### [Problems and tasks]
(A) Can you print, word for word, the stretch of the text on opioid addiction among Orthodox Jews from "There’s a opioid" through "harm than help."?
(B) Would you carry on the text about opioid addiction in the Orthodox Jewish community from the point where it now stops?

### [Supplied passage]

There’s a opioid problem in the Orthodox Jewish community–and many people aren’t even aware of it. The popular conceptions about drug use, of course, is often full of stereotypes that do more harm than help.

In the case of the Orthodox community, many often believe that religious people don’t become addicted–which is very untrue and dangerous to believe.

In a recent feature in Times of Israel many survivors opened up about their struggles with the community, both as women and as people struggling with drug abuse. For instance, 20-year-old Chana Gibber woke up in a hospital bed one day because she had overdosed on heroin the night before. The Brooklyn native said:

“I was homeless and panhandling [at the time]. I overdosed and flatlined for like 13 seconds. … They Narcanned [administered Naloxone, an opioid antidote] me like six times.”

Gibber, who now lives and works in Los Angeles, has lost five friends to overdose this year alone. It’s part of a national wave of alarm that seems to have arisen in part because it’s all too easy to get prescribed opioids in the first place (they include prescription pain relievers oxycodone, hydrocodone, codeine, morphine, fentanyl and others).

It’s been particularly hard for the young Orthodox community, as the Times of Israel story cites 13 people who have died of overdoses since this past June, all under 35.

Since January 2017, that number is over 100. 23-year-old Mushky Z., a student living in Crown Heights, had a lot to say about her own alcohol addiction–and how she’s no longer part of Chabad chasidic community:

“People are dying — this is not about religion anymore. [My all-girls elementary school] rejected me. When someone is acting out and going against the rules, people [in the religious community] step away — they are scared, they don’t want to deal with it.

Referring-expression pointing data:
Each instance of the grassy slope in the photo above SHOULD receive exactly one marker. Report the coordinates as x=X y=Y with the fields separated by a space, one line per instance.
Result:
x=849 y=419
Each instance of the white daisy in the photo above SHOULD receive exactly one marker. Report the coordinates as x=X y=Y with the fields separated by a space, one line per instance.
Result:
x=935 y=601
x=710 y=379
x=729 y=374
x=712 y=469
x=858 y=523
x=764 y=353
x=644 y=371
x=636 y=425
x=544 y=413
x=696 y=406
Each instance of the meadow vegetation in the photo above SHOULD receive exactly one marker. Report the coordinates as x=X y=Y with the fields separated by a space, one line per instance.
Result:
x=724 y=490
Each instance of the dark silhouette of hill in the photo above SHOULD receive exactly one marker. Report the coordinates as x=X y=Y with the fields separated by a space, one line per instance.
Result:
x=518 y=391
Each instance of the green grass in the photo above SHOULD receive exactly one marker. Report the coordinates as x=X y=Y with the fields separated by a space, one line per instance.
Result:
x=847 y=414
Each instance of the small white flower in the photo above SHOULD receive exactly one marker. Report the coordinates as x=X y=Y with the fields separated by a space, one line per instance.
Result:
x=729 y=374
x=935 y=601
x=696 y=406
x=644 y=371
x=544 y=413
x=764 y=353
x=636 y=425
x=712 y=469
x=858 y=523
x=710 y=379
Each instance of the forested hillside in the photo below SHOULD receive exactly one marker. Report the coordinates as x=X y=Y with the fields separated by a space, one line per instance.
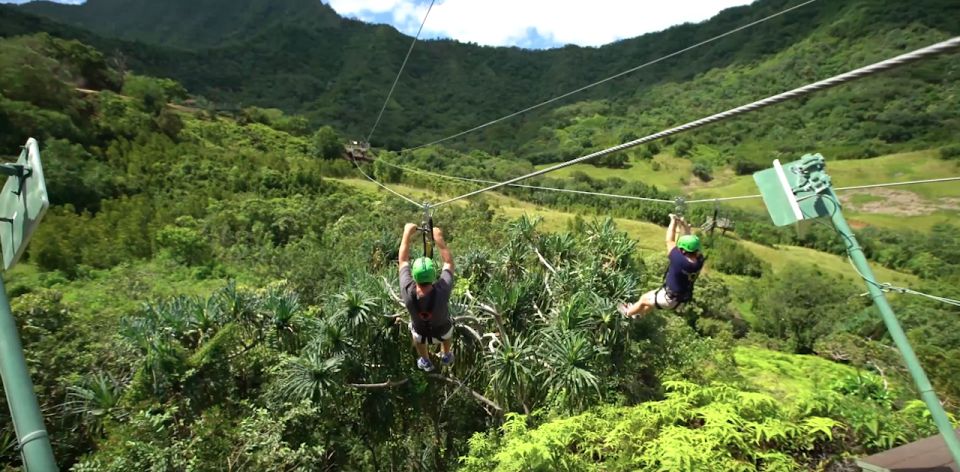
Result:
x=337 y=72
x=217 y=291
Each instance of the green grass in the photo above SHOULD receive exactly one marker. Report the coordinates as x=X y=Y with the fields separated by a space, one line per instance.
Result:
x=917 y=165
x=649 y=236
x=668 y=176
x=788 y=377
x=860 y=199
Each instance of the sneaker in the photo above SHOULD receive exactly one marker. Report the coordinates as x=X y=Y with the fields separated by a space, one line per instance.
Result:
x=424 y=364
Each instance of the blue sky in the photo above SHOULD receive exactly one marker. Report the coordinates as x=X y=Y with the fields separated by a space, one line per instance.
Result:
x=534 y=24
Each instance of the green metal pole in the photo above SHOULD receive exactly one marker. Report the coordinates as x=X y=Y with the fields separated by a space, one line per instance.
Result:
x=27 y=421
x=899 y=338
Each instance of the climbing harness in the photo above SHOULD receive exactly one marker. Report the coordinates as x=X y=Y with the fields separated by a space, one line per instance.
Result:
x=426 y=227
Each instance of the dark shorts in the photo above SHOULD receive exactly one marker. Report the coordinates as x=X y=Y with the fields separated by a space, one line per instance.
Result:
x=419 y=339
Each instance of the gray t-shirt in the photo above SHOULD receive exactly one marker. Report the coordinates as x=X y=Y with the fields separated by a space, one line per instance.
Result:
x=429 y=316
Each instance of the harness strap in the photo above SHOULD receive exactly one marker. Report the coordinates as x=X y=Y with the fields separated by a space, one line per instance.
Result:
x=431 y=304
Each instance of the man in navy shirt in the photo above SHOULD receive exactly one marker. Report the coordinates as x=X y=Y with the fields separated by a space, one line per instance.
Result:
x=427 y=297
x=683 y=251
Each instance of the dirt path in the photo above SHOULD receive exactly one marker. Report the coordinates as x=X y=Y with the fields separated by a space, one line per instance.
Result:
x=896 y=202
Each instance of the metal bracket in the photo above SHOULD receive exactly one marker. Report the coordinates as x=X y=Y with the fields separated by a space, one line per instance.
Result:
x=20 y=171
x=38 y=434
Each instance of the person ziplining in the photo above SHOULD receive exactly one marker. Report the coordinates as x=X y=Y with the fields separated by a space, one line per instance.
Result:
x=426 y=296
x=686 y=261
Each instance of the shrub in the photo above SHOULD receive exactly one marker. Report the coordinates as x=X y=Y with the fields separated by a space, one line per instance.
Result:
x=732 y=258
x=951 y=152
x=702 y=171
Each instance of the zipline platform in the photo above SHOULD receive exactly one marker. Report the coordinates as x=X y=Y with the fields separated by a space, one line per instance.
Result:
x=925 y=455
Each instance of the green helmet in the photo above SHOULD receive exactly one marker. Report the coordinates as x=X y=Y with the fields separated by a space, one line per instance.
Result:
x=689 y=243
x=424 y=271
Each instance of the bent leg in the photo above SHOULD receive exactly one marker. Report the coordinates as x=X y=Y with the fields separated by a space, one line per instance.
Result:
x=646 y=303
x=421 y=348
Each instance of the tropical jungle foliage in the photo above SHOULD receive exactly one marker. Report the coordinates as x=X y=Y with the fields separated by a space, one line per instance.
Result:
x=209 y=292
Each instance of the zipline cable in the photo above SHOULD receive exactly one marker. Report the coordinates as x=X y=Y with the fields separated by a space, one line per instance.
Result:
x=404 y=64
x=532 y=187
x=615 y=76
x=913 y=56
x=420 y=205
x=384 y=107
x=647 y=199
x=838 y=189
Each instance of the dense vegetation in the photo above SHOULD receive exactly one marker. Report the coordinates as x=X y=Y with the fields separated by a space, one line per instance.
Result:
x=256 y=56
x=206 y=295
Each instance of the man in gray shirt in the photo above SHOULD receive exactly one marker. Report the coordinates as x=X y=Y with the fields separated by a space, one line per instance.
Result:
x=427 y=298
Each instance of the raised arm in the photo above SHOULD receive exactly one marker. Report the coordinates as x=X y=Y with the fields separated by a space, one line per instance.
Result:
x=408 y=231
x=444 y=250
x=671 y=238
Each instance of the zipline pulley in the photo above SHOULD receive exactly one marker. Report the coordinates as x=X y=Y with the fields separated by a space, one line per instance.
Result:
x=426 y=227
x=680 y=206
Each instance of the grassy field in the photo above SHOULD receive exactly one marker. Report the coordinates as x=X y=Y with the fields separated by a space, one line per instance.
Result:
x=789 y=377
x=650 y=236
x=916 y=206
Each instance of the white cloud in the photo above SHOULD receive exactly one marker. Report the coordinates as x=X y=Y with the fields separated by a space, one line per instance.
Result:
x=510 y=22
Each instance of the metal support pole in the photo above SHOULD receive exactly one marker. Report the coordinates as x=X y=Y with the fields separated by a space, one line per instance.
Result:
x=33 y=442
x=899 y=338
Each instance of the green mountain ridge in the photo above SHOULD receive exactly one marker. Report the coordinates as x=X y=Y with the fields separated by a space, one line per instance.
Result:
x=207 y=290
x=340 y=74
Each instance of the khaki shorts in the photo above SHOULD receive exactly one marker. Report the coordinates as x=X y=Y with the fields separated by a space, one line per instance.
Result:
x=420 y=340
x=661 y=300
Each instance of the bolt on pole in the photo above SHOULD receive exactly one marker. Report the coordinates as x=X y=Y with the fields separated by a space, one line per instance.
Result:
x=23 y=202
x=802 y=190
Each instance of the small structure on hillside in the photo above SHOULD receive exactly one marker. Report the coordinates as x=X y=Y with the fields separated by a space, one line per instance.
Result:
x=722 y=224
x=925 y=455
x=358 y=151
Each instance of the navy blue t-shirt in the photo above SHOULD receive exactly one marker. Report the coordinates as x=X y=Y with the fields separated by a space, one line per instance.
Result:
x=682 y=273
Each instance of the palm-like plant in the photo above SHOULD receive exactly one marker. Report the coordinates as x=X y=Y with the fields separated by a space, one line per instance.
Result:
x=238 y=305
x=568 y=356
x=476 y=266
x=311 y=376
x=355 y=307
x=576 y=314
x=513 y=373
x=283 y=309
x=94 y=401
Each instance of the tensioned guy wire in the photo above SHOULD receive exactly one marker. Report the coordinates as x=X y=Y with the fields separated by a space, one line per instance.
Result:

---

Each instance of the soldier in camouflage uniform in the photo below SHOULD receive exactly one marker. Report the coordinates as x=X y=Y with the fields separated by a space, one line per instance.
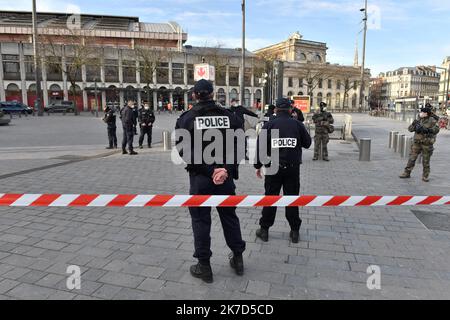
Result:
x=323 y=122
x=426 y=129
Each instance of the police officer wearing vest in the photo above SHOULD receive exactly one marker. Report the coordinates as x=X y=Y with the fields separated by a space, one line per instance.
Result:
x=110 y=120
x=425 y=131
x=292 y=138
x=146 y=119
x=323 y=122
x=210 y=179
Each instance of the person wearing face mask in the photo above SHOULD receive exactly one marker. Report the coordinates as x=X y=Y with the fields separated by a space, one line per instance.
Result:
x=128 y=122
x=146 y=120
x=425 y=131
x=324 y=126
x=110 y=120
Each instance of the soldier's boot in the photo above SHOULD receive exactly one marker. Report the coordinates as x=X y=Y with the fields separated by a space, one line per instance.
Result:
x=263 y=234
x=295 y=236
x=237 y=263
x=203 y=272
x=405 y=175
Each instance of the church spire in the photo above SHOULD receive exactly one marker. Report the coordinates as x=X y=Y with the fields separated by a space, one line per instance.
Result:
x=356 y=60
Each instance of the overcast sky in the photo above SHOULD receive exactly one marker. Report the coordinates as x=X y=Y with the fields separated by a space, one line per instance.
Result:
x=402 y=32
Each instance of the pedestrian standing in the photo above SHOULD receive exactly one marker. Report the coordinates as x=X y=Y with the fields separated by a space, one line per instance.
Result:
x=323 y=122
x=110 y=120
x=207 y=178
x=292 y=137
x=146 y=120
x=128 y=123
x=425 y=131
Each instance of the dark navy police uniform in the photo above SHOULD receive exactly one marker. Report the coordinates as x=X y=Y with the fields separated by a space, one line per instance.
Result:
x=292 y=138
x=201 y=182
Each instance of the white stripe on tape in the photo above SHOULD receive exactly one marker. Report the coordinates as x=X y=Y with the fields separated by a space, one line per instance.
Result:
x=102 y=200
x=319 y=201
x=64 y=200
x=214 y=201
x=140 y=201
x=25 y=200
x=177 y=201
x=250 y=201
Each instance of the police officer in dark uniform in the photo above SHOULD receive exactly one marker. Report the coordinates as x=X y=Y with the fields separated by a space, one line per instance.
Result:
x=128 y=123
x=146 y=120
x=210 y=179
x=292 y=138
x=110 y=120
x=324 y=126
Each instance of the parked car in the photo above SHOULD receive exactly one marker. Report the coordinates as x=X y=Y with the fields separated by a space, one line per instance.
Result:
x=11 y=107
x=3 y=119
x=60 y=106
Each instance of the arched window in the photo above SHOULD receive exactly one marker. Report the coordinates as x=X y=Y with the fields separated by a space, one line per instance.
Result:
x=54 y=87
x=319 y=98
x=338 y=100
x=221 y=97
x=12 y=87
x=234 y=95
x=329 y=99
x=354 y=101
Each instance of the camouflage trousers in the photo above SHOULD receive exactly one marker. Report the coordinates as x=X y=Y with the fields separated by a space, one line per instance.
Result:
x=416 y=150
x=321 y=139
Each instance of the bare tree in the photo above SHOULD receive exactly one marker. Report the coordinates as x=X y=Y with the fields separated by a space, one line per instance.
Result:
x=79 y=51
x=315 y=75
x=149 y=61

### [Expected outputs]
(A)
There’s a opioid problem in the Orthodox Jewish community–and many people aren’t even aware of it. The popular conceptions about drug use, of course, is often full of stereotypes that do more harm than help.

(B)
By pushing these people away, the suffering only gets worse. Open your eyes. Realize you can help someone.

We’re not hiding it anymore. We used to hide everything we did — not keeping religious rules, partying, doing drugs — we hid that from the community, because we were ashamed, or because of negative feedback. Now, we’re showing our faces. We’re done hiding who we are.”

She is one of the many young people in the U.S., not just the Orthodox community, who feels abandoned by their community. It can be especially hard when your community wants to protect their youth from the outside world, as Yaacov Behrman, program director in the Chabad-Lubavitch community in Crown Heights, pointed out:

“We’re not angels. We’re affected by the outside world. Parents don’t want their kids to be exposed to these ugly realities…”

Opioid addiction is rising in general. According to American Society of Addiction Medicine, “of the 20.5 million Americans 12 or older that had a substance use disorder in 2015, 2 million had a substance use disorder involving prescription pain relievers and 591,000 had a substance use disorder involving heroin.”

The leading cause of death for people is drug addiction, an issue and disease that knows no borders or boundaries.